--- TASKS TO CARRY OUT ---
1. Rewrite the paragraph of the lab description that begins "By completing this lab" as a bulleted list of what students will be able to do. Keep its main facts.
2. Write out a passage of the lab description word for word. Begin at the words "Learning Outcomes" and stop after the words "levels in turn.".

--- TEXT SECTION ---
Hormones & Animal Behavior Lab
Description
The Hormones & Animal Behavior Lab is an interactive virtual biology module built for undergraduate students studying behavioral endocrinology. Structured as a seven-part journey through the endocrine system, students click through an explorable gland map, run a simulated stress response along the HPA axis, drag hormone molecules to visualize steroid and nonsteroid signaling pathways at the cellular level, and match real hormones to real animal behaviors — from aggressive stickleback fish to caste polymorphism in honeybees. Two further modules turn textbook data into hands-on charts, letting students trace hormone fluctuations across the estrus cycle and see how a competitive outcome can shift testosterone levels in winners and losers alike. A running Lab Score and an optional lab notebook keep the experience gamified and reflective, culminating in a scored recap quiz that ties every behavior back to its underlying hormone.
Learning Outcomes
By completing this lab, students will be able to identify the major endocrine glands and the hormones each releases; explain the sequence and negative-feedback regulation of the HPA stress axis; distinguish between steroid and nonsteroid hormone signaling mechanisms at the molecular level, including receptor location and downstream effects; connect specific hormones to the animal behaviors they drive, such as aggression, parental care, molting, and caste differentiation; interpret cyclical hormone data, such as the rise and fall of estrogen and progesterone across the estrus cycle; and recognize that the relationship between hormones and behavior is bidirectional, with social and behavioral outcomes capable of altering hormone levels in turn.

--- RECORDS SUPPLIED ---
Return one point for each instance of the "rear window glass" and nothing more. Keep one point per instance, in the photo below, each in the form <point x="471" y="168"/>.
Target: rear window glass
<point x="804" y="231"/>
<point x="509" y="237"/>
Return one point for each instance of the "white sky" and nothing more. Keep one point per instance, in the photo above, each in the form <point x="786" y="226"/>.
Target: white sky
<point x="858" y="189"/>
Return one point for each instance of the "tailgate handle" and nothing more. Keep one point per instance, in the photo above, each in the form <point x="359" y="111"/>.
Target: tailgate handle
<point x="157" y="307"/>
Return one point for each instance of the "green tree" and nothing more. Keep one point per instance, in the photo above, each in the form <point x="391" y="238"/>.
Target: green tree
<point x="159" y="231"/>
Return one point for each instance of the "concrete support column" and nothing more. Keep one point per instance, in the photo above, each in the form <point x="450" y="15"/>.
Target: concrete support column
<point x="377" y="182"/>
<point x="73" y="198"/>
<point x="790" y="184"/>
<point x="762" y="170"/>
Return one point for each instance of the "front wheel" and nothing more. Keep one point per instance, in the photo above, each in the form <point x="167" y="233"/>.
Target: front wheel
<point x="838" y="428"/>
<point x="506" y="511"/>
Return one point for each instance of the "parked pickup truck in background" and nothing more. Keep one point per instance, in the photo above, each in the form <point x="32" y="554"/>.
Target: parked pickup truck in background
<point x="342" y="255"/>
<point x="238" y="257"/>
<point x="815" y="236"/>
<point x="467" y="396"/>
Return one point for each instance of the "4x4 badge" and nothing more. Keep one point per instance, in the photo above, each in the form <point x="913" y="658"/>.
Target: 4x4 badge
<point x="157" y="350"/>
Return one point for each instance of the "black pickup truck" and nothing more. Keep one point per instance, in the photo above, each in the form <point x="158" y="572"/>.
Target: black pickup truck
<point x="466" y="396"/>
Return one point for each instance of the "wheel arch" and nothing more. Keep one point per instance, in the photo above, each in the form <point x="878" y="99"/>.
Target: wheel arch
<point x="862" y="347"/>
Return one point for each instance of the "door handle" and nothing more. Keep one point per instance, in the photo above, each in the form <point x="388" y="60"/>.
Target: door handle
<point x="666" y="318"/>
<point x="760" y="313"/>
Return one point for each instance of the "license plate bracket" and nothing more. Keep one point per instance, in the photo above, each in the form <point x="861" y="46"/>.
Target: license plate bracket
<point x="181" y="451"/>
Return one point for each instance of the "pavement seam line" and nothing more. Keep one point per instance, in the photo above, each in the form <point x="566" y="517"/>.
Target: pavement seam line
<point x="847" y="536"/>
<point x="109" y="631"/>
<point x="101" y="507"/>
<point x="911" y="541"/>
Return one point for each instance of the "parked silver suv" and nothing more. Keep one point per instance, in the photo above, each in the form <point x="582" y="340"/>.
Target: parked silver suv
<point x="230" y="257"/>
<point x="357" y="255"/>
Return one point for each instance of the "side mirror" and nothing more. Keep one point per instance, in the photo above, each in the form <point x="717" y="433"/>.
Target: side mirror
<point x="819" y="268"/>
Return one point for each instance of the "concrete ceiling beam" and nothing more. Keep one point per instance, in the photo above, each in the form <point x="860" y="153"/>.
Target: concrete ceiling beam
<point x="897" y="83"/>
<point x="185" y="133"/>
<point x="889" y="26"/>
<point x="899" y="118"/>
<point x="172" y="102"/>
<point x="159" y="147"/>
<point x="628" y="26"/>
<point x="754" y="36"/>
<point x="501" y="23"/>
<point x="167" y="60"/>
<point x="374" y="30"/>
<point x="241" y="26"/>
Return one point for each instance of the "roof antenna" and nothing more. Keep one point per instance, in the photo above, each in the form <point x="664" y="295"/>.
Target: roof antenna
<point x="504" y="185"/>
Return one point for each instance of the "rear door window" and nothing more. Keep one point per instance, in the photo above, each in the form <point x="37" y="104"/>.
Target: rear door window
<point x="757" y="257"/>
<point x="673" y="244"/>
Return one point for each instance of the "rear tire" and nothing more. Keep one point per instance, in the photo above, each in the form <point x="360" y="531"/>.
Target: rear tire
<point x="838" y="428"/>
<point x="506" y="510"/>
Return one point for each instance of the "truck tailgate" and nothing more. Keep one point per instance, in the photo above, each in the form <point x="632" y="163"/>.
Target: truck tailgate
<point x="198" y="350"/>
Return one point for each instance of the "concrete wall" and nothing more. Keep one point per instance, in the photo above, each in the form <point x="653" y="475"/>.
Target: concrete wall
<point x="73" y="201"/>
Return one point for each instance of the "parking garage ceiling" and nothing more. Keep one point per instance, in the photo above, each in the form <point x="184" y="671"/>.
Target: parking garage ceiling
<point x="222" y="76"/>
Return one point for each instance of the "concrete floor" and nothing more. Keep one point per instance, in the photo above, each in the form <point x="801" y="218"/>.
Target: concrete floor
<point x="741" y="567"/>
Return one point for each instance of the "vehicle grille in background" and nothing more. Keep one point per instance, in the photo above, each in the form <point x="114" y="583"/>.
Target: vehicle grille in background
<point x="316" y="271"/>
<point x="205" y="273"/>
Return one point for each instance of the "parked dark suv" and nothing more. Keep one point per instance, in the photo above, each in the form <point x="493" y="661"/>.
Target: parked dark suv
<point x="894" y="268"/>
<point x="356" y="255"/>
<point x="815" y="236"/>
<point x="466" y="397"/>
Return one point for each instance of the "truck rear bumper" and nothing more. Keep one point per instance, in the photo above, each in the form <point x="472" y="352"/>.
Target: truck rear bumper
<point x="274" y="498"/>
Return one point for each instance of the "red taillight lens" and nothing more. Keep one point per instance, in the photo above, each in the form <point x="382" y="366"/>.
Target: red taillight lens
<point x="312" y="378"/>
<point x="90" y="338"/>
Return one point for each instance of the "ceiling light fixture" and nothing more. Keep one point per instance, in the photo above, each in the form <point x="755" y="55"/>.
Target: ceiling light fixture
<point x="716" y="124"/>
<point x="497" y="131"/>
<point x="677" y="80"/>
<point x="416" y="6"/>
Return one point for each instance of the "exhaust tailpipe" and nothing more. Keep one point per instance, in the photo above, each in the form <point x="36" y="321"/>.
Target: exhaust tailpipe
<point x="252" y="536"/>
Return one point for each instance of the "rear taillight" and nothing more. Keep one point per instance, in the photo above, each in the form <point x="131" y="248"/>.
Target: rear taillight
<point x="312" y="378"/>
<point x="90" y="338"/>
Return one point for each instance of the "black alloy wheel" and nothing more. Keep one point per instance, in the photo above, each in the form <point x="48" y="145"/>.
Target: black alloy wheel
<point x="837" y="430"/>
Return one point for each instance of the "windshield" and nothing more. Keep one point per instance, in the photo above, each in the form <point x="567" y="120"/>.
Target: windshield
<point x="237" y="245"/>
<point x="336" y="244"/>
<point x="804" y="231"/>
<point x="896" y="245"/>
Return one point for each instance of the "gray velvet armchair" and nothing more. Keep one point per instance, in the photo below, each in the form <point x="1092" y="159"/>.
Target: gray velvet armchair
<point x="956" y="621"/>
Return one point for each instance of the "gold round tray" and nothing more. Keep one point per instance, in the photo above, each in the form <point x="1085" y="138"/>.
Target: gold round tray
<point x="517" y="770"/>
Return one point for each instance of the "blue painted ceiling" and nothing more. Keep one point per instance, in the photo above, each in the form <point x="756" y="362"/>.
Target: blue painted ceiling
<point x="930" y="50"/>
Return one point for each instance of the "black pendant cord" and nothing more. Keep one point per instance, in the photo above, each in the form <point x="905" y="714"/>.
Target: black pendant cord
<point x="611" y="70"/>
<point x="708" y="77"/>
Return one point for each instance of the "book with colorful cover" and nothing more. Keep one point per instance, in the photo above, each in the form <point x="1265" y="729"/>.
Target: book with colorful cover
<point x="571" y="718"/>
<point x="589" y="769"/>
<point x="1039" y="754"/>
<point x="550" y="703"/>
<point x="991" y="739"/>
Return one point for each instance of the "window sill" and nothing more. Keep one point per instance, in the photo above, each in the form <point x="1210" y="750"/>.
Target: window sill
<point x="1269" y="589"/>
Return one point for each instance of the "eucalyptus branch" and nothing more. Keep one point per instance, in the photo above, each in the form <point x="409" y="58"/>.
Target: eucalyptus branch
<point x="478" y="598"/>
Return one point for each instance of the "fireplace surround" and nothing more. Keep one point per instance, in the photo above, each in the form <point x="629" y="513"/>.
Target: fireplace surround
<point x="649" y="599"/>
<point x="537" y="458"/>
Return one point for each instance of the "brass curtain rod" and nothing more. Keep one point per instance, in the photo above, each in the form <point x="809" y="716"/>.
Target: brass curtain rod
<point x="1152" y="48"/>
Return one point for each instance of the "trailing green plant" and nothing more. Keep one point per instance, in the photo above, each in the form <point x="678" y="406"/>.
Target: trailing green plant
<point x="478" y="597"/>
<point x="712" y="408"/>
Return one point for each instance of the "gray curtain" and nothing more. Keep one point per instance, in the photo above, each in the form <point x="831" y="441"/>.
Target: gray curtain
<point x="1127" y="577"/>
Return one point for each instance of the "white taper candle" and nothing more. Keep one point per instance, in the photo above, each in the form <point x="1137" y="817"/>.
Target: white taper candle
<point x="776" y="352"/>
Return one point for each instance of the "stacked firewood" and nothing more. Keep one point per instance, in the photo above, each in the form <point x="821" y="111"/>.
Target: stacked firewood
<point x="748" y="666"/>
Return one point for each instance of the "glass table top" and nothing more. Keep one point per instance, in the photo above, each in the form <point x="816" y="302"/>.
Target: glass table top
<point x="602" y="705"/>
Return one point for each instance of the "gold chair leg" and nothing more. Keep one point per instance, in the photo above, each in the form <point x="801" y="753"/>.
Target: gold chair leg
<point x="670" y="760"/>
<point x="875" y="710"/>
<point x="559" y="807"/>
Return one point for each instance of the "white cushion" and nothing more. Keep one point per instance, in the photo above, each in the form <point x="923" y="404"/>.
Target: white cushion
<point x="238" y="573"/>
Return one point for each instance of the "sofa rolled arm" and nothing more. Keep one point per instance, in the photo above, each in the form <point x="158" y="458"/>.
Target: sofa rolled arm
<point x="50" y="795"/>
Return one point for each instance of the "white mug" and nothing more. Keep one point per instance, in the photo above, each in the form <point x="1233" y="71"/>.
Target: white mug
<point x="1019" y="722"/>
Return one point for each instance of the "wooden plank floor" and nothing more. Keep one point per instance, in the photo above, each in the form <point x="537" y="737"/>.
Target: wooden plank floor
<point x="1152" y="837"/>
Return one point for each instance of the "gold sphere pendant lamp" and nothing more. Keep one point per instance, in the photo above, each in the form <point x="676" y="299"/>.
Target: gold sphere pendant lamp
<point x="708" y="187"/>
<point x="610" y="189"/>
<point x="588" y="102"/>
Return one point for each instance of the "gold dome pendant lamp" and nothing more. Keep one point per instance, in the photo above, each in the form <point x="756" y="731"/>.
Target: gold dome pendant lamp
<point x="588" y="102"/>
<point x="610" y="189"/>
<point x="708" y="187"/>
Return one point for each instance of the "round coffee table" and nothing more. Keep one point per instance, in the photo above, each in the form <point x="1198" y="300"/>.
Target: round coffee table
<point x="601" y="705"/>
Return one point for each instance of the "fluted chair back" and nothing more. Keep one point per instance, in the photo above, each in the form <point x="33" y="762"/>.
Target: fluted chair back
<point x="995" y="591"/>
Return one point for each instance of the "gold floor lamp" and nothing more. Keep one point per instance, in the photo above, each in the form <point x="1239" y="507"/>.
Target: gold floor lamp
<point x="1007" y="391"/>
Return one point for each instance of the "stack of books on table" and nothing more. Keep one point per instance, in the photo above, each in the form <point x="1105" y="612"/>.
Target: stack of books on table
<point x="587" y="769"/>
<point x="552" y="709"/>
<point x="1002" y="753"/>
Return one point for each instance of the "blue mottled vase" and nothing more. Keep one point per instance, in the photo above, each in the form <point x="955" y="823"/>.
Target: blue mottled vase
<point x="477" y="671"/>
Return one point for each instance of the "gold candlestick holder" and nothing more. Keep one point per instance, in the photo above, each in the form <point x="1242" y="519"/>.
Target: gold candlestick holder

--- ANSWERS TO THE TASKS ---
1.
After completing this lab, students will be able to:
- Identify the major endocrine glands and the hormones each releases.
- Explain the sequence and negative-feedback regulation of the HPA stress axis.
- Distinguish steroid from nonsteroid hormone signaling at the molecular level, including receptor location and downstream effects.
- Connect specific hormones to the behaviors they drive, such as aggression, parental care, molting, and caste differentiation.
- Interpret cyclical hormone data, such as the rise and fall of estrogen and progesterone across the estrus cycle.
- Recognize that hormones and behavior influence each other, since social and behavioral outcomes can change hormone levels.

2.
Learning Outcomes
By completing this lab, students will be able to identify the major endocrine glands and the hormones each releases; explain the sequence and negative-feedback regulation of the HPA stress axis; distinguish between steroid and nonsteroid hormone signaling mechanisms at the molecular level, including receptor location and downstream effects; connect specific hormones to the animal behaviors they drive, such as aggression, parental care, molting, and caste differentiation; interpret cyclical hormone data, such as the rise and fall of estrogen and progesterone across the estrus cycle; and recognize that the relationship between hormones and behavior is bidirectional, with social and behavioral outcomes capable of altering hormone levels in turn.